┏━━

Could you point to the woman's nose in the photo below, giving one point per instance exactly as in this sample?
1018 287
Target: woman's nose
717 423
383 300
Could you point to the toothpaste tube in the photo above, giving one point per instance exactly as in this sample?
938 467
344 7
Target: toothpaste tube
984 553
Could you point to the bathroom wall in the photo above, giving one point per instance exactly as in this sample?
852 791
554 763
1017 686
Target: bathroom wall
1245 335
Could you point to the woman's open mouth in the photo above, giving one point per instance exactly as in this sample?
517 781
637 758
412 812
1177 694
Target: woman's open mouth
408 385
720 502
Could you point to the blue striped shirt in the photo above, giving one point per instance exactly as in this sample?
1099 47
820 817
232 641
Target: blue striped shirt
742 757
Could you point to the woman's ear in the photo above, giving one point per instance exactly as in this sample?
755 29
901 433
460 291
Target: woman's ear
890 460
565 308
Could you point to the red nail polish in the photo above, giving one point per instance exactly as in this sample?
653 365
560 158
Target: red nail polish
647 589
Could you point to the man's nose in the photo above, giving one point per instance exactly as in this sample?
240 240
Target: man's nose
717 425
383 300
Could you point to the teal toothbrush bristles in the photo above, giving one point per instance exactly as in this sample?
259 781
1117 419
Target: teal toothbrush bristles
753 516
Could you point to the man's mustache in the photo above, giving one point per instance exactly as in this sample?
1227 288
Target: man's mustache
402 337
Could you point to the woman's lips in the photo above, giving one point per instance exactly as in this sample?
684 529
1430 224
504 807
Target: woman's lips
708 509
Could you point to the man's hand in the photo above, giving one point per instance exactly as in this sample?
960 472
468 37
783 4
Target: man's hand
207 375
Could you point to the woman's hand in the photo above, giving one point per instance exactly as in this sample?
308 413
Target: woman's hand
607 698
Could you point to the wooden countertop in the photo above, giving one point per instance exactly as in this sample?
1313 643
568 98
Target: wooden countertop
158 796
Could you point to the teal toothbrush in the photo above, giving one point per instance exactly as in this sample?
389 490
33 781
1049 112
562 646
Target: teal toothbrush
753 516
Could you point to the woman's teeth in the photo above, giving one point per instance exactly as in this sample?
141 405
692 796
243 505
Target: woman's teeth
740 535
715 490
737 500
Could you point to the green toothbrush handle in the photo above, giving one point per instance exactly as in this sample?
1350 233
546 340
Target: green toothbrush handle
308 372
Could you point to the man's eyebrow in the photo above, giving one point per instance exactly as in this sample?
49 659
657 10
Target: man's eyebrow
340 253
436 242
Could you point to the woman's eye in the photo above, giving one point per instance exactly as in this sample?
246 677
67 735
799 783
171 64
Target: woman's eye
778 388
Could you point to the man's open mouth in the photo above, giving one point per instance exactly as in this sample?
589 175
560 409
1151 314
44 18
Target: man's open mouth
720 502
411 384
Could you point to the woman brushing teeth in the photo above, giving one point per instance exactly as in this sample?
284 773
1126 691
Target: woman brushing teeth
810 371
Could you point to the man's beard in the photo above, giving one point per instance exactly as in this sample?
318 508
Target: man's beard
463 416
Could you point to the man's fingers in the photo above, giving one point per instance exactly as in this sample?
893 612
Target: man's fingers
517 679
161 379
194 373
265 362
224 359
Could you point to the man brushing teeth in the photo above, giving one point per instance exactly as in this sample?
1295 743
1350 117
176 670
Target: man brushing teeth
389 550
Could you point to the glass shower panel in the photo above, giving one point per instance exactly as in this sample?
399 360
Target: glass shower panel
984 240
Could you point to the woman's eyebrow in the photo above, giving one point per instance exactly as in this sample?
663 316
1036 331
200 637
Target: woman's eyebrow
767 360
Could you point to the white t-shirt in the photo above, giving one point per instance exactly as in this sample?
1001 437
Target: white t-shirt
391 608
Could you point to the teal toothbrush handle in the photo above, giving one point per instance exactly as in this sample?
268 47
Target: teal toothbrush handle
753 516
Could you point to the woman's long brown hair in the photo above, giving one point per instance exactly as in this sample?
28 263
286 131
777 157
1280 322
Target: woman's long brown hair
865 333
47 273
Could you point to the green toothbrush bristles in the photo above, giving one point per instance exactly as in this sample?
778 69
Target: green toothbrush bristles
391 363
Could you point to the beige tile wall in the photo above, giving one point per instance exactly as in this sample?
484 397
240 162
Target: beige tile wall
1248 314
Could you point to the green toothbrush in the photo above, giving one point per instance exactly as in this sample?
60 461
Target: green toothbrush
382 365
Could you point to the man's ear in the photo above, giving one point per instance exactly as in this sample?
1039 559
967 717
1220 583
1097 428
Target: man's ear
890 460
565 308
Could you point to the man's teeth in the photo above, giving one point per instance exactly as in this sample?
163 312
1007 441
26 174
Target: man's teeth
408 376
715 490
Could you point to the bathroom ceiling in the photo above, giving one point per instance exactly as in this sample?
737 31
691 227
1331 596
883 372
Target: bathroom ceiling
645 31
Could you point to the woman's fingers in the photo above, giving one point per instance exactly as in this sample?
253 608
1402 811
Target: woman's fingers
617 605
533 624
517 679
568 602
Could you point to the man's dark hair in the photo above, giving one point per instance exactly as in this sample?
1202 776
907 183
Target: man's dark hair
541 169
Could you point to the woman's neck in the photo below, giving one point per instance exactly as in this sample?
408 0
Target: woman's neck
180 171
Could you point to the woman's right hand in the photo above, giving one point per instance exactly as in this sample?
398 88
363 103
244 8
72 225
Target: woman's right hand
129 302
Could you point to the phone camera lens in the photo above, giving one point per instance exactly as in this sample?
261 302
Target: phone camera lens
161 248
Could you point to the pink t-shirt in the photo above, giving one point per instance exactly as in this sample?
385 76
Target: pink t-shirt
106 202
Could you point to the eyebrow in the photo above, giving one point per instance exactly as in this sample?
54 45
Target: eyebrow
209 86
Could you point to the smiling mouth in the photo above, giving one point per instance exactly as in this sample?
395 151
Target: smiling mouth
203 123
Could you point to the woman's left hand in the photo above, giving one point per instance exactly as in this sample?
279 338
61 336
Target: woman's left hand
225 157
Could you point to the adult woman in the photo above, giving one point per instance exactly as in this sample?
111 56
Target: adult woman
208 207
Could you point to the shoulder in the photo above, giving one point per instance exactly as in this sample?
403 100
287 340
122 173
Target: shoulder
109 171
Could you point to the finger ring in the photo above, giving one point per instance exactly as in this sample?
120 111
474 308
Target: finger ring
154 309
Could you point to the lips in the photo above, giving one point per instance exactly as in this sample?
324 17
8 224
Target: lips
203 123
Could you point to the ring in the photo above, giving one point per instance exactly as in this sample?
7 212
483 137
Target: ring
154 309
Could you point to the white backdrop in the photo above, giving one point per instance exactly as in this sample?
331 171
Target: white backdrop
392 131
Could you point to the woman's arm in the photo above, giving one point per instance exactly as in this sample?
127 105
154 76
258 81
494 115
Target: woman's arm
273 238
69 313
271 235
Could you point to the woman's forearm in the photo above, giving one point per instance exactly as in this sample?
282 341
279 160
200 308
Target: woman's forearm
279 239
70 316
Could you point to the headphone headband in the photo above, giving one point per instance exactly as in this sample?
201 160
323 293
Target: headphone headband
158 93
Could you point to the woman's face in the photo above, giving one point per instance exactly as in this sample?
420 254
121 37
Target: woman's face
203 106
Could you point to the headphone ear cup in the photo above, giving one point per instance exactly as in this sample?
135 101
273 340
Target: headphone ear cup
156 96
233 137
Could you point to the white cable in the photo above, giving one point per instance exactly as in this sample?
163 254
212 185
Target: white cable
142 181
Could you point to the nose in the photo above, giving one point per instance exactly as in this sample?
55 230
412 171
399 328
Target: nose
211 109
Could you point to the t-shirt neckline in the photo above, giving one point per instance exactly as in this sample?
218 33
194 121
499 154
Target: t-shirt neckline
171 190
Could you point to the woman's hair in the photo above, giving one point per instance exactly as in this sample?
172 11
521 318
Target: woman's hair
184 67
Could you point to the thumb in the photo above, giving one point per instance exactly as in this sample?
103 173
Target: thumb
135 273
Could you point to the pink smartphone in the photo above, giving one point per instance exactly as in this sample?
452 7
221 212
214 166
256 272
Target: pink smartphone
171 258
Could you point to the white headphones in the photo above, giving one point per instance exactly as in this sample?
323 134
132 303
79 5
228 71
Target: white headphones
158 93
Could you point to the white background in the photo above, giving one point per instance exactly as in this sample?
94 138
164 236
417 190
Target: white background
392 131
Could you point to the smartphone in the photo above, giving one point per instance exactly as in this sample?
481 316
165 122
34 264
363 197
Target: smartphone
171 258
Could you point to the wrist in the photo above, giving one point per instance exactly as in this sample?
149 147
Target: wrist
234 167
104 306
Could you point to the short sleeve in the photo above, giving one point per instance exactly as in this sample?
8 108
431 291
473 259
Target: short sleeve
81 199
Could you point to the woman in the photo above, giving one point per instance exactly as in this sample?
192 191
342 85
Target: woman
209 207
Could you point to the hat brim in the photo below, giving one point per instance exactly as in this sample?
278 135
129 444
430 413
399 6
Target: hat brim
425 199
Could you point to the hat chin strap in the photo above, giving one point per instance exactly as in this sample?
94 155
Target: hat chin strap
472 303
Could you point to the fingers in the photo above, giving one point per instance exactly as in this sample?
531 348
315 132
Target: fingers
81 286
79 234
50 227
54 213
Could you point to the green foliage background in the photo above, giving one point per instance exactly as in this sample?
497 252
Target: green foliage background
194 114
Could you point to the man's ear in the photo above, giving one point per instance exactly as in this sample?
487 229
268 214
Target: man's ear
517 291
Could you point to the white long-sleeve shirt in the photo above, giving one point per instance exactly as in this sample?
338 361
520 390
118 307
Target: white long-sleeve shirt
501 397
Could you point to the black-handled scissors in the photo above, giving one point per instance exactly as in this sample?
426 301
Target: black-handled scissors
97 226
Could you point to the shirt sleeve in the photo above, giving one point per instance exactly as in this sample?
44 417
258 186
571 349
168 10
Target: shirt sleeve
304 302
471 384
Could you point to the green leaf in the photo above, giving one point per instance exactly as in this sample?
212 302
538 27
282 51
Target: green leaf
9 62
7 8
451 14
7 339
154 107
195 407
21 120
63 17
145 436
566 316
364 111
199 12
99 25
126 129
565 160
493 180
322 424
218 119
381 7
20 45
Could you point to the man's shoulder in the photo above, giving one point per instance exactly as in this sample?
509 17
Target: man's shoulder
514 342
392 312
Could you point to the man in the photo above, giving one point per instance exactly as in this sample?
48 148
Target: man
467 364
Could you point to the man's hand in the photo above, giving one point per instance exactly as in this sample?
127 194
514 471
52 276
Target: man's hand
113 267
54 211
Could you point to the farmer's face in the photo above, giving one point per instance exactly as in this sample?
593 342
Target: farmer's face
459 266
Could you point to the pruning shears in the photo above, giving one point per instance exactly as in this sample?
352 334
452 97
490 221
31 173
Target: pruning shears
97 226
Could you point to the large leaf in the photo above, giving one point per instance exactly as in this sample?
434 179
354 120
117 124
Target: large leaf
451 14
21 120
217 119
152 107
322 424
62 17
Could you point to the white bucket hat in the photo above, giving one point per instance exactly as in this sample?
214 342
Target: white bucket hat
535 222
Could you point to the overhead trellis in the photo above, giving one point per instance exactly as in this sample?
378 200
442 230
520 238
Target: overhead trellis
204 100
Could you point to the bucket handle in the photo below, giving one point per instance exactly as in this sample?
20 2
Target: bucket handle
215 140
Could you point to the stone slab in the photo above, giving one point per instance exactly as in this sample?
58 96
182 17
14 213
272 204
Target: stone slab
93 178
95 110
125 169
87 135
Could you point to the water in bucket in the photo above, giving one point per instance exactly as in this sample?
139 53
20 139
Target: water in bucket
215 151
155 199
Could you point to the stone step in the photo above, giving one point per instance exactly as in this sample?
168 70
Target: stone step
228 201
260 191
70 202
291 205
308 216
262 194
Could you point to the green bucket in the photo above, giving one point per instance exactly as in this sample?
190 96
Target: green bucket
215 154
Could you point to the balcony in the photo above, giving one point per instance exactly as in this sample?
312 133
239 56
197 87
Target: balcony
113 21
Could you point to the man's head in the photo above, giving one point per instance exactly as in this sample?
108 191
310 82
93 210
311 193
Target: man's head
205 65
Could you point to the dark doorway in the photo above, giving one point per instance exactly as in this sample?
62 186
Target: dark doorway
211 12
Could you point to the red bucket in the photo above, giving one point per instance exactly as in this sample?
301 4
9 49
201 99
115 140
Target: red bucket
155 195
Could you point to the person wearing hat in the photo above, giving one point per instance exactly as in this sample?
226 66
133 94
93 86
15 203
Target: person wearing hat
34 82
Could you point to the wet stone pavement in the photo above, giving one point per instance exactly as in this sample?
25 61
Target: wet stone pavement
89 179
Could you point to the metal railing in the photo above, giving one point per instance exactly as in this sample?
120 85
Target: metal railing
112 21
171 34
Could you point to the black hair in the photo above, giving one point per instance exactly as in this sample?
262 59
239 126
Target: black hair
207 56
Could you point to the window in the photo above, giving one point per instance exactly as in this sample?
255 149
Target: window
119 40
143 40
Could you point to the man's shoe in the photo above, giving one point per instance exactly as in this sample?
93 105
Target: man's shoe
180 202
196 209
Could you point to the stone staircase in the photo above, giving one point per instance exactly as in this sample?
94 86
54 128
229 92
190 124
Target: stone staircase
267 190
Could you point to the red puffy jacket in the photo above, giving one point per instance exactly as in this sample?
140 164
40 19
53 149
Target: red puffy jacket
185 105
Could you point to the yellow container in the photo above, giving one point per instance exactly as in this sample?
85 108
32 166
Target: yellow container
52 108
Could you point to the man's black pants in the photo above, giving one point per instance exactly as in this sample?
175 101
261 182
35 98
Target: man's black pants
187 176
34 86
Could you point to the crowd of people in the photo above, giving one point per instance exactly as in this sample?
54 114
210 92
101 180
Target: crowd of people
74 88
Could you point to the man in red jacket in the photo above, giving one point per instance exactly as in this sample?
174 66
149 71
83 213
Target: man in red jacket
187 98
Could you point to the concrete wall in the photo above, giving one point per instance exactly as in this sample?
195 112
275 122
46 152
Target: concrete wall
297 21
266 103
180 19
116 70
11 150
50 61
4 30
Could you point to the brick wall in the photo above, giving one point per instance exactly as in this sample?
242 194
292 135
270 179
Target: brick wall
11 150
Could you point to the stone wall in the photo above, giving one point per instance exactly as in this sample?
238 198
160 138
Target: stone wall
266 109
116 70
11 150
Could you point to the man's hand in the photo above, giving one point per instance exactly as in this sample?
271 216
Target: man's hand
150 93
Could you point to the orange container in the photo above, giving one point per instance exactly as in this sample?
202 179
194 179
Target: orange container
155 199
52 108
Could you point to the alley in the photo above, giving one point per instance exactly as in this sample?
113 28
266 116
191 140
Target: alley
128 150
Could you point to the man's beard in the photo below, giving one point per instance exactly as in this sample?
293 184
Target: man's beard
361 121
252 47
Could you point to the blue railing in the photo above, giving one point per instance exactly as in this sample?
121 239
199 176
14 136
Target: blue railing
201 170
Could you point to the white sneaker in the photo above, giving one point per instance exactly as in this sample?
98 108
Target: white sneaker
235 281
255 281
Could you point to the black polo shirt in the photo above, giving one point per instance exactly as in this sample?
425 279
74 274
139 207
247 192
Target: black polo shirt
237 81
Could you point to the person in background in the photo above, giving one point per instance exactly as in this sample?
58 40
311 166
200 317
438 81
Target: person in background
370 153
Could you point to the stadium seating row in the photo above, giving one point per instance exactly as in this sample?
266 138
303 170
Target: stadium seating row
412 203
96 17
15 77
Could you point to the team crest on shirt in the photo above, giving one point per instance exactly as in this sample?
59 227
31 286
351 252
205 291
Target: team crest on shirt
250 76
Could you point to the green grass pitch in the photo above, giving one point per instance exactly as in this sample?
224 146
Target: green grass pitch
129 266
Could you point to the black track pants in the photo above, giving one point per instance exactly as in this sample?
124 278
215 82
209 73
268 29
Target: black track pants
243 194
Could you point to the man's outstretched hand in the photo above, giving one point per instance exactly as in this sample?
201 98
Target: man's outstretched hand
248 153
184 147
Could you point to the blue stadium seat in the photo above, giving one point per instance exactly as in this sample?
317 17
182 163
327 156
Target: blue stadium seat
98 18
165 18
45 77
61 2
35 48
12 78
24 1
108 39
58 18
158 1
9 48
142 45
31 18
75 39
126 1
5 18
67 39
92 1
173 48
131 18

┗━━

Each line in the data where the string "below" occurs should be identified and copied.

Could you point to the woman's nose in the photo below, giving one point per instance exactly as in this sample?
Could you point to the woman's neck in the photo below, giving one point per instance exactly as in this sample?
Could you point to the hat brim in the photo below, giving one point per instance exactly as in this sample?
Could you point to the bucket handle in the photo below, giving one point per instance exactly as in this sample?
Could you point to the man's beard in the photo below, giving one point per instance exactly as in this sample?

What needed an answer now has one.